## Work to be completed
Reproduce the rows below verbatim, starting at the line that contains "Objective — for every instance of the baseball" and ending at the final row, with both ends included. Omit the pictures from your answer.

[Coordinate annotation entries]
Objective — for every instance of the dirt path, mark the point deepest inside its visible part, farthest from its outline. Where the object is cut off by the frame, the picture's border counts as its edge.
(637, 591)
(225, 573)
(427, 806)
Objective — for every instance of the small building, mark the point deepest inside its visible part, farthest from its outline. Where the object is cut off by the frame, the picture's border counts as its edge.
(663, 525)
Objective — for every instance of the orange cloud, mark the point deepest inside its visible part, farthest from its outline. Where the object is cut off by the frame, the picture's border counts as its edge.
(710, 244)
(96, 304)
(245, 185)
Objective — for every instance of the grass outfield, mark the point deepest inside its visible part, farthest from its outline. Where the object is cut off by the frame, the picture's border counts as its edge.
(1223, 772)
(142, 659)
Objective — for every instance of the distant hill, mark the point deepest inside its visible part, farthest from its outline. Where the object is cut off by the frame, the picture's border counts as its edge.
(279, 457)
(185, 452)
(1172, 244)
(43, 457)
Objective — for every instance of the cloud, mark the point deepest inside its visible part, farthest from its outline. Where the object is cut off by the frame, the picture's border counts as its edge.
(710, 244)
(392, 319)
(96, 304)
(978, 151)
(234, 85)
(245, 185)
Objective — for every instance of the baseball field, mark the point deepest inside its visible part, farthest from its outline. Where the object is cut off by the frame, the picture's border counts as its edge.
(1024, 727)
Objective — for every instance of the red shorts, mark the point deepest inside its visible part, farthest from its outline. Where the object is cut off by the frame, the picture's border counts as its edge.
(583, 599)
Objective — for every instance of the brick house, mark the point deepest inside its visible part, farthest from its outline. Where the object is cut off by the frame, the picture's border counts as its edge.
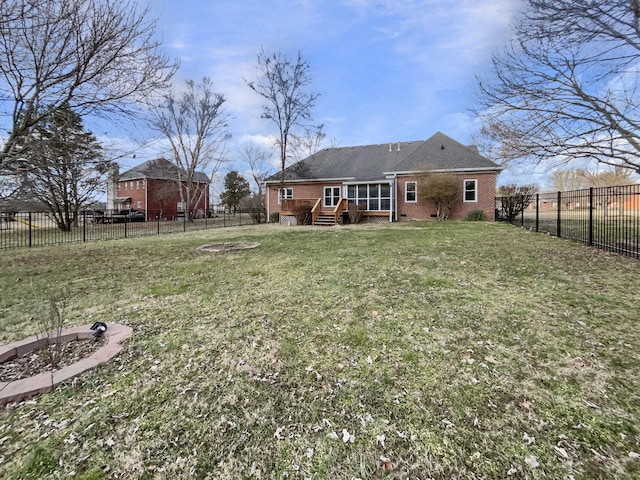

## Correct answer
Objective — for every instance of the baseball field, mark the point deepest inside its visible part, farthest from its outline. Where the object is cut off by the frame, the picture's border counts as its edge.
(1024, 727)
Objective — for every instance of the red shorts, mark the point deepest inside its visible part, farthest from its outline. Where the object is cut off by the frame, the picture's border counts as its edge.
(583, 599)
Objective — for every instance of the brick house, mark the point deepest inside its visible part, farthest from its outline. Where the object is cut off by the frame, the picture's border counts as its edge.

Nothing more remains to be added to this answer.